BRIEF:
Would you reproduce the entries that follow exactly as they appear?

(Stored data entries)
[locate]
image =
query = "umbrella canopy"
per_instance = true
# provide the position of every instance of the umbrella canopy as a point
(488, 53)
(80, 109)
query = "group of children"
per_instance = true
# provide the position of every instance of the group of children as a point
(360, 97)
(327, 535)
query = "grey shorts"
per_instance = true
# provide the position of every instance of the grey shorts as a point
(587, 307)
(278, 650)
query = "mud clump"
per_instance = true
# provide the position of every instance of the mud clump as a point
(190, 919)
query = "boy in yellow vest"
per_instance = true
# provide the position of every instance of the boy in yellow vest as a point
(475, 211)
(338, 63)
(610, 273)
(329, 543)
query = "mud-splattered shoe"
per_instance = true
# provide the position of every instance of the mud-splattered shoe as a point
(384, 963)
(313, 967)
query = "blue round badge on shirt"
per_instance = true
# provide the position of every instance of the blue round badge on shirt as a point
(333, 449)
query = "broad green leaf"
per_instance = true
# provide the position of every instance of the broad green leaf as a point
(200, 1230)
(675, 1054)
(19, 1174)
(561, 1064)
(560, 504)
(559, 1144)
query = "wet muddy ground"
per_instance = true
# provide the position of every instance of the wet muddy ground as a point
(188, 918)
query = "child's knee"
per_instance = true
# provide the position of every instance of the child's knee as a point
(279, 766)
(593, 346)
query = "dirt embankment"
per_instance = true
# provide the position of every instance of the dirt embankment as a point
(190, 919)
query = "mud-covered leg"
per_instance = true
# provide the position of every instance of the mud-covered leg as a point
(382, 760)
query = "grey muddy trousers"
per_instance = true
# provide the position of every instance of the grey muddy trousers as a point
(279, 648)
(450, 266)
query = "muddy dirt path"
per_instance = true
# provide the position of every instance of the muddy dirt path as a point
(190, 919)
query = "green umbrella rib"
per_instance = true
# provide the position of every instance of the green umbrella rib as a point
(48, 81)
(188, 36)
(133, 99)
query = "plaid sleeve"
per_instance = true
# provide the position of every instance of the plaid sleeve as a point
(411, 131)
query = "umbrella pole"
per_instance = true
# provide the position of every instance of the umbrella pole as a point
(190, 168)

EXPECTED ANSWER:
[locate]
image =
query = "umbrella canopy"
per_instance = true
# provide the position of every instance of the umbrella canopy as a point
(488, 53)
(80, 109)
query = "group of children"
per_instance = true
# provide the position of every instance of the group of children as a point
(360, 97)
(327, 535)
query = "grey shorts"
per_instance = true
# provide the position of every instance of the grey shorts as a point
(587, 307)
(278, 650)
query = "mud clump"
per_instance = true
# provide the position of every instance of the mud clump as a point
(190, 919)
query = "boy in yellow vest"
per_instance = true
# provide the position of every instance of the boy in yellow vest as a point
(475, 211)
(338, 63)
(610, 273)
(329, 543)
query = "mud-splattered shoe"
per_instance = true
# provide the position of every instance of the mud-splattered shoe as a point
(384, 963)
(313, 967)
query = "blue round badge on shirt"
per_instance = true
# provide the position of every instance of the blue round badge on shirt as a point
(333, 449)
query = "broad green leaf"
per_instance = true
# provide the position of every instance of the broad green leaf as a point
(200, 1230)
(675, 1054)
(19, 1174)
(561, 1064)
(560, 504)
(559, 1144)
query = "wet muddy ground"
per_instance = true
# provide the position of every instance of the wet muddy ground as a point
(188, 918)
query = "child's knee"
per_instance = true
# provide the position of every instance of the child's knee as a point
(279, 766)
(593, 346)
query = "dirt embankment"
per_instance = true
# provide the position of every instance of the dirt embankment as a point
(190, 919)
query = "mud-covered leg"
per_instance = true
# provide the position of every instance of the mud-covered leg as a point
(382, 760)
query = "grey muddy trousers"
per_instance = true
# provide the position of every instance of the grey muddy trousers as a point
(279, 648)
(450, 266)
query = "muddy dirt path"
per_instance = true
# provide the position of every instance of the muddy dirt path as a point
(190, 919)
query = "green umbrella rib"
per_instance = true
# provide the position of every instance of the green umbrella rib as a point
(48, 81)
(188, 36)
(133, 99)
query = "plaid sleeve"
per_instance = true
# provide the position of every instance of the plaid sleeve as a point
(411, 131)
query = "umbrella pole"
per_instance = true
# provide the position of every instance of the umbrella pole as a point
(190, 168)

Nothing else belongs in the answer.